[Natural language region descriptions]
[Start of Attachment]
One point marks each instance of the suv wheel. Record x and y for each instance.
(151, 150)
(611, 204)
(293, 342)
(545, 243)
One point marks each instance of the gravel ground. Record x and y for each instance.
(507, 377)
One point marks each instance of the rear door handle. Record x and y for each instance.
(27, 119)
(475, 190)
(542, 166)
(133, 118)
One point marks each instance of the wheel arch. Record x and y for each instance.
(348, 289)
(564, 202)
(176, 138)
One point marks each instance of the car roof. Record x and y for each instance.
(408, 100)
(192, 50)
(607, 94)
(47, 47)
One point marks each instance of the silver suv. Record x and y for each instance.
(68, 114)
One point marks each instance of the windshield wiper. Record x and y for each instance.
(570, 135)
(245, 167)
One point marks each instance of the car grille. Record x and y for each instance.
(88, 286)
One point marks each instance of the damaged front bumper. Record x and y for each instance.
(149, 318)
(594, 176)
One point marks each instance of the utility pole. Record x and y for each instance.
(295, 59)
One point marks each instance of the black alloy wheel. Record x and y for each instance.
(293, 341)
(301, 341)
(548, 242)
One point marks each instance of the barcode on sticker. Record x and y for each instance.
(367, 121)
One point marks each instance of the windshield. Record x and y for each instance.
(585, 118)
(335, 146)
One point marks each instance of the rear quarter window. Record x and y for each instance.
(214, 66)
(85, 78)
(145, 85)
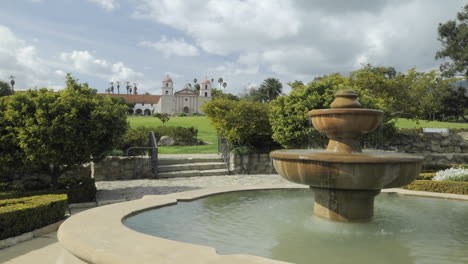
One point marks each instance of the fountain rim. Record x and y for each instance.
(341, 157)
(349, 111)
(82, 234)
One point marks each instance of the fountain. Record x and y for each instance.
(343, 178)
(224, 225)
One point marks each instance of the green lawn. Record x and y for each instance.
(407, 123)
(206, 132)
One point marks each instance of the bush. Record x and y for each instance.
(21, 215)
(426, 176)
(438, 186)
(289, 118)
(77, 190)
(138, 136)
(452, 174)
(48, 132)
(243, 123)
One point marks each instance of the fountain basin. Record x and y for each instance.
(98, 235)
(358, 171)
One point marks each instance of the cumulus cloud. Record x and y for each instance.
(106, 4)
(85, 63)
(306, 38)
(224, 26)
(21, 59)
(170, 47)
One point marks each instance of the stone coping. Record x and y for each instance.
(98, 235)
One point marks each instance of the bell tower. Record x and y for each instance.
(205, 89)
(167, 86)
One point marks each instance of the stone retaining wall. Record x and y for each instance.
(429, 143)
(122, 168)
(437, 148)
(251, 164)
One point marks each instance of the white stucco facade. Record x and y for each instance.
(187, 100)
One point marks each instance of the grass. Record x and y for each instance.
(408, 123)
(206, 132)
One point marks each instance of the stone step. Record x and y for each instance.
(193, 173)
(184, 160)
(191, 166)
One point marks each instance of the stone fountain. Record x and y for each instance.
(343, 178)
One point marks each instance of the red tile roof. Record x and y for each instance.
(137, 98)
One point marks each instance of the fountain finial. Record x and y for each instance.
(346, 99)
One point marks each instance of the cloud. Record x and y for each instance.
(170, 47)
(21, 59)
(225, 26)
(84, 62)
(106, 4)
(306, 38)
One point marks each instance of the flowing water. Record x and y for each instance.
(279, 224)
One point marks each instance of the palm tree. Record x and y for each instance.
(111, 86)
(129, 89)
(12, 82)
(270, 89)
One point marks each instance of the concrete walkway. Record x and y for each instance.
(46, 249)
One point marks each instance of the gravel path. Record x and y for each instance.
(135, 189)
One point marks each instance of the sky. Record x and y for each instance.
(242, 41)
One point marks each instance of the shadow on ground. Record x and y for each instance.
(132, 193)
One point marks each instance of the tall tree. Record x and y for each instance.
(270, 89)
(454, 38)
(5, 89)
(111, 87)
(12, 83)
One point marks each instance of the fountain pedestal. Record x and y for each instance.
(344, 179)
(344, 205)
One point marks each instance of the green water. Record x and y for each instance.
(279, 224)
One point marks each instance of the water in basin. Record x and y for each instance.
(279, 224)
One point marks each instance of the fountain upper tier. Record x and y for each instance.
(345, 179)
(345, 122)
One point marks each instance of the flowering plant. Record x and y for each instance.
(452, 174)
[End of Attachment]
## EXERCISE REQUIREMENTS
Repeat every entry above precisely, leaving each picture out.

## TASK ANSWER
One point marks each instance of the suv wheel. Record x and y for each instance.
(151, 150)
(611, 204)
(293, 342)
(545, 243)
One point marks each instance of the gravel ground. Record x and y for each instance.
(507, 377)
One point marks each instance of the rear door handle. Record x and y for each instance.
(27, 119)
(475, 190)
(542, 166)
(133, 118)
One point marks each instance of the wheel arch. Record x and y for each instance.
(348, 289)
(564, 202)
(176, 138)
One point marks each instance of the car roof. Record x and y for each instance.
(408, 100)
(192, 50)
(607, 94)
(47, 47)
One point marks each instance of the silver suv. Record x and y for each instance.
(68, 114)
One point marks each instance of the windshield wiper. Record x and y for each instance.
(570, 135)
(245, 167)
One point marks each instance of the car grille. Record x and y for each instance.
(88, 286)
One point marks each instance of the damaged front bumper. Record x and y for each instance.
(149, 318)
(594, 176)
One point marks each instance of the utility pole. Record x and y for each instance.
(295, 59)
One point marks each instance of the black alloy wheel. Record x and y for each instance.
(293, 341)
(301, 341)
(548, 242)
One point marks each instance of the barcode on sticker. Record x and y for each instance.
(367, 121)
One point marks each instance of the windshield. Record x and y for each instance.
(585, 118)
(335, 146)
One point marks each instance of the rear quarter window. Record x and y for each instance.
(214, 66)
(85, 78)
(145, 85)
One point marks each instance of the fountain rim. Record x and y for each instance.
(341, 157)
(349, 111)
(82, 234)
One point marks each instance of the fountain. Record x and y for each instance.
(343, 178)
(224, 225)
One point marks each instance of the green lawn. Record x and y for each instance.
(407, 123)
(206, 132)
One point marks each instance of the bush. Record x and y for each instance.
(21, 215)
(426, 176)
(438, 186)
(289, 118)
(77, 190)
(138, 136)
(452, 174)
(48, 132)
(243, 123)
One point marks each instance of the fountain basin. Record x and y for each instance.
(98, 235)
(358, 171)
One point marks each instance of the cumulus cloud. Record x and y for each instance.
(106, 4)
(85, 63)
(306, 38)
(224, 26)
(21, 59)
(170, 47)
One point marks each instance of the stone coping. Record x and y for each instance.
(98, 235)
One point marks each instance of the bell tower. Record x and y for each instance.
(205, 89)
(167, 86)
One point marks each instance of the stone retaining wall. Record x and y for each instance.
(429, 143)
(122, 168)
(437, 148)
(251, 164)
One point marks each instance of the white stucco facade. Record x and y for each instance.
(187, 100)
One point marks each instance of the grass. Record x and y for each instance.
(408, 123)
(206, 132)
One point marks each instance of the stone step. Record x and y for each instance.
(193, 173)
(184, 160)
(191, 166)
One point marks each instance of the stone fountain. Record x and y for each instance.
(343, 178)
One point marks each instance of the red tile roof. Record x and y for each instance.
(137, 98)
One point marks each instance of the fountain finial. Record x and y for each instance.
(346, 99)
One point marks each instance of the cloud. Record x and y for each instance.
(170, 47)
(21, 59)
(225, 26)
(84, 62)
(106, 4)
(306, 38)
One point marks each instance of the flowing water. Record x and y for each instance.
(279, 224)
One point marks each instance of the palm tree. Record x and y for each instance.
(111, 86)
(129, 89)
(12, 82)
(270, 89)
One point marks each instance of the concrete walkway. Record x and y for each instance.
(46, 249)
One point marks each instance of the gravel path. Record x and y for each instance.
(135, 189)
One point marks each instance of the sky. Record x and y for each instance.
(242, 41)
One point marks each instance of the shadow on ground. Record x and y for each instance.
(132, 193)
One point marks each instance of the tall tree. Record x and y for each instance.
(270, 89)
(454, 38)
(5, 89)
(111, 87)
(12, 83)
One point marks each instance of the fountain pedestal. Record x and y for each instance.
(344, 179)
(344, 205)
One point marks each instance of the green water. Record x and y for each instance.
(279, 224)
One point marks each instance of the water in basin. Record x and y for each instance.
(279, 224)
One point marks each instance of the fountain upper tier. Record x and y for each instance.
(345, 179)
(345, 122)
One point marks each instance of the flowering plant. Record x and y for each instance.
(452, 174)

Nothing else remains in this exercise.